# PROBLEM TO WORK ON
Format every line of the entries below as a JSON list of strings, one string per line, omitting blank lines. Leave the pictures out of the list.

# SUPPLIED MATERIAL

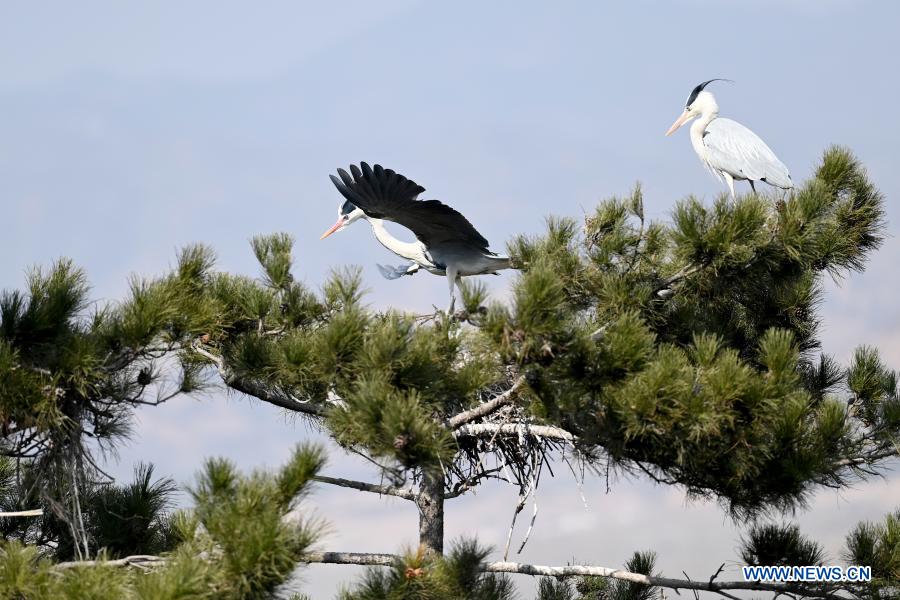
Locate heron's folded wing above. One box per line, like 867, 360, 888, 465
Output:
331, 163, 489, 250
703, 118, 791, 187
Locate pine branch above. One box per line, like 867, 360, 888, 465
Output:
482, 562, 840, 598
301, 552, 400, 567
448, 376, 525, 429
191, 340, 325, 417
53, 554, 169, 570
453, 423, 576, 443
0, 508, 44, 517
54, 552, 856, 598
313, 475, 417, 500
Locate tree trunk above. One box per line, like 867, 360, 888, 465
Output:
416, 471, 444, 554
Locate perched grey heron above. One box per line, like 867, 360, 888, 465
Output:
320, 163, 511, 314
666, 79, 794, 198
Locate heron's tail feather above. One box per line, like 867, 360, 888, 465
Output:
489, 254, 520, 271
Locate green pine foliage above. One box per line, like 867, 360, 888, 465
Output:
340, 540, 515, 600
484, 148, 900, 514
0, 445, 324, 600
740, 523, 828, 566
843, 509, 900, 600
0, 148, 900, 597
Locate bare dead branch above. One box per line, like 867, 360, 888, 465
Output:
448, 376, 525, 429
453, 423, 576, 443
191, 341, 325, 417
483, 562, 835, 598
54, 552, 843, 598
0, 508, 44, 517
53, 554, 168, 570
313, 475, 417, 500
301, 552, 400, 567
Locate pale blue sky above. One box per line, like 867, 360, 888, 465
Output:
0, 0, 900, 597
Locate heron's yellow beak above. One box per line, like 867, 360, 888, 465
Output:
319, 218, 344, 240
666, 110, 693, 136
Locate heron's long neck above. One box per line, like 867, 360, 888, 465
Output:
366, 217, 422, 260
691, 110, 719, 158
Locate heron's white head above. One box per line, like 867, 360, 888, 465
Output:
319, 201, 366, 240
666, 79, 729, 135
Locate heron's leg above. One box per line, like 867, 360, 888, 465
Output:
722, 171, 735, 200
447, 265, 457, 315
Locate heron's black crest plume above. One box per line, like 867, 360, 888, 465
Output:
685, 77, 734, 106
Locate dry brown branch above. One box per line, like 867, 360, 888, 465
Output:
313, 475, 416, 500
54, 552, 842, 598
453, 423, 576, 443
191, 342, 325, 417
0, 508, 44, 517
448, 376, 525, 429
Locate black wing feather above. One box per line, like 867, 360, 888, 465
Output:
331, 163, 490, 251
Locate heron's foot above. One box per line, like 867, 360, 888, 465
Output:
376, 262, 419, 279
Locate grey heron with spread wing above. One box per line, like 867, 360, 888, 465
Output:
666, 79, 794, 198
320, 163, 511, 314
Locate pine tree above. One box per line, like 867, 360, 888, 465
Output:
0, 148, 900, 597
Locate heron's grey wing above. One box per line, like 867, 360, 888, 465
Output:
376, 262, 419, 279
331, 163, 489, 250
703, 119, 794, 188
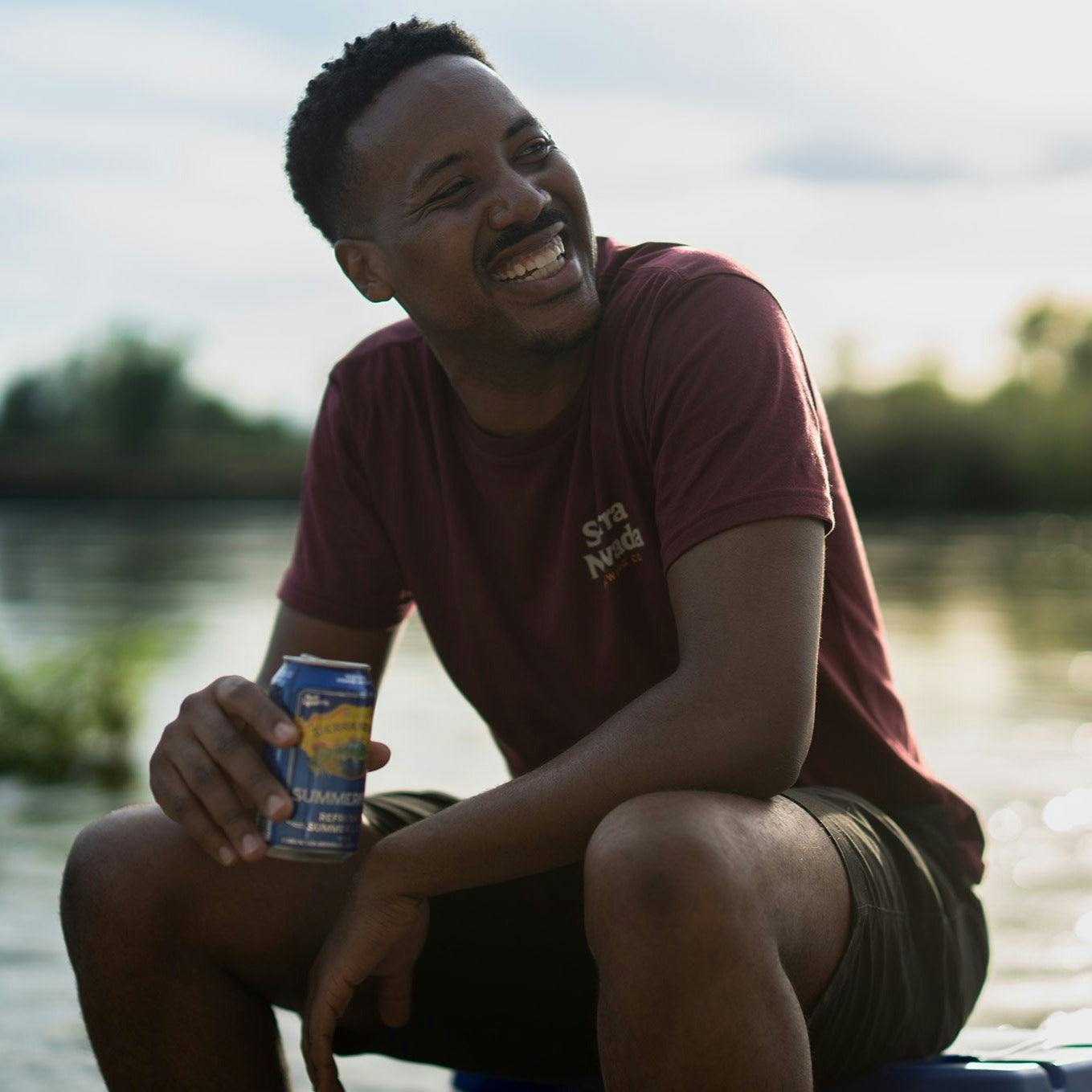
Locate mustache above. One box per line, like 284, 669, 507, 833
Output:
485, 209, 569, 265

# RESULT OF THE TASK
[
  "Locate heron's folded wing above. One box per line, like 867, 360, 888, 465",
  "Output:",
  "331, 163, 489, 250",
  "703, 118, 791, 187",
  "Locate pine branch above. One box per line, like 867, 360, 888, 465",
  "Output:",
  "482, 562, 840, 598",
  "301, 552, 400, 567",
  "448, 376, 525, 429",
  "191, 340, 325, 417",
  "53, 554, 169, 570",
  "453, 423, 576, 443",
  "0, 508, 44, 517",
  "54, 552, 856, 598",
  "313, 475, 417, 500",
  "Locate tree trunk above. One box per line, like 867, 360, 888, 465",
  "Output:",
  "416, 471, 444, 554",
  "Locate perched grey heron above. One box per line, like 867, 360, 888, 465",
  "Output:",
  "320, 163, 511, 314",
  "666, 79, 794, 198",
  "Locate heron's tail feather above. One box per line, like 867, 360, 888, 465",
  "Output:",
  "489, 254, 520, 271",
  "Locate green pine foliage above. One box per line, like 867, 360, 888, 465",
  "Output:",
  "340, 540, 515, 600",
  "484, 148, 900, 514",
  "0, 445, 324, 600",
  "740, 523, 828, 566",
  "843, 509, 900, 600",
  "0, 148, 900, 597",
  "Locate bare dead branch above. One box per line, like 867, 360, 888, 465",
  "Output:",
  "448, 376, 525, 429",
  "453, 423, 576, 443",
  "191, 341, 325, 417",
  "483, 562, 835, 598",
  "54, 552, 843, 598",
  "0, 508, 44, 517",
  "53, 554, 168, 570",
  "313, 475, 417, 500",
  "301, 552, 400, 567",
  "Locate pale blue sky above. One box per line, like 867, 360, 888, 465",
  "Output:",
  "0, 0, 900, 597",
  "Locate heron's yellow beak above. One box per line, like 867, 360, 888, 465",
  "Output:",
  "319, 218, 344, 240",
  "666, 110, 693, 136",
  "Locate heron's long neck above. One box per line, like 867, 360, 888, 465",
  "Output:",
  "366, 217, 422, 260",
  "691, 110, 719, 158",
  "Locate heron's white head above. One box per line, like 867, 360, 888, 465",
  "Output:",
  "319, 201, 366, 240",
  "666, 79, 729, 135",
  "Locate heron's leg above. One box per line, like 867, 360, 888, 465",
  "Output:",
  "722, 171, 735, 200",
  "447, 265, 457, 315",
  "Locate heron's black crest plume above. One box per line, like 867, 360, 888, 465",
  "Output:",
  "685, 77, 734, 106",
  "Locate dry brown branch above. One box per line, like 867, 360, 888, 465",
  "Output:",
  "313, 475, 416, 500",
  "54, 552, 842, 598",
  "453, 423, 576, 443",
  "191, 342, 325, 417",
  "0, 508, 44, 517",
  "448, 376, 525, 429",
  "Locate black wing feather above. One box per line, like 867, 360, 888, 465",
  "Output:",
  "331, 163, 490, 251",
  "Locate heron's foot above. One box per line, like 867, 360, 888, 465",
  "Output:",
  "376, 262, 419, 279",
  "Locate grey heron with spread wing above. One box per line, like 867, 360, 888, 465",
  "Output:",
  "666, 79, 794, 198",
  "320, 163, 511, 314",
  "Locate pine tree above. One box per line, like 867, 360, 888, 465",
  "Output:",
  "0, 148, 900, 597",
  "Locate heron's grey wing above. One box per line, like 867, 360, 888, 465",
  "Output:",
  "376, 262, 419, 279",
  "331, 163, 489, 250",
  "703, 119, 794, 188",
  "Locate mustache above. One box per line, like 284, 669, 507, 833",
  "Output:",
  "485, 209, 569, 265"
]